To do:
A - Return the text on who counts as a bad guy, everything from "One guy, Stanley" down to "Williams helped create.", copied word for word.
B - In one to three sentences, explain why the text on who counts as a bad guy says it's hard to tell what makes someone a bad guy anymore.

Reading text:
.....

It’s hard to tell what constitutes a “bad guy” anymore. You can be the direct or indirect cause of someone’s death or life-altering wounds without much ado. You can deny a significant portion of history. You can even legislate yourself right into someone else’s life, but your name tag still won’t read “Hello, I’m a Bad Guy!”
One guy, Stanley “Tookie” Williams, co-founder of the notorious L.A. gang, the Crips, was put to death. His failed campaign to stay alive consumed a great deal of time and headlines. Celebrities and other famous folk aided his efforts. At his funeral, Williams anti-gang accomplishments were credited by his celebrity supporters as having made amends for the untold numbers of children whose lives he helped to destroy. Meanwhile, a child is being lured into the very gang Williams helped create.
One guy, Dick Cheney, vice-president of the United States, made a surprise visit to Iraq. Eight heavily armed Black Hawk helicopters transported Cheney around the Baghdad area, over the courthouse where Saddam Hussein’s trial is being held, and along the road to the airport where insurgents have attacked many times. Papers and websites across the United States headlined his visit. Meanwhile, America’s wounded streamed out of the same country on the same day with no visit from the vice-president and no headlines of their own.

.....

[Natural language region descriptions]
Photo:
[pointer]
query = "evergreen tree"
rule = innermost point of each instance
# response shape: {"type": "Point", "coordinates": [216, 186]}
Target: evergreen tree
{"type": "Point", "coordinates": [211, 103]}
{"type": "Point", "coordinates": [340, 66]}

.....

Answers to the exercises:
A -
One guy, Stanley “Tookie” Williams, co-founder of the notorious L.A. gang, the Crips, was put to death. His failed campaign to stay alive consumed a great deal of time and headlines. Celebrities and other famous folk aided his efforts. At his funeral, Williams anti-gang accomplishments were credited by his celebrity supporters as having made amends for the untold numbers of children whose lives he helped to destroy. Meanwhile, a child is being lured into the very gang Williams helped create.

B - A person can directly or indirectly cause someone's death or life-altering wounds, deny a large part of history, or legislate their way into someone else's life. Even so, they still aren't labeled a bad guy.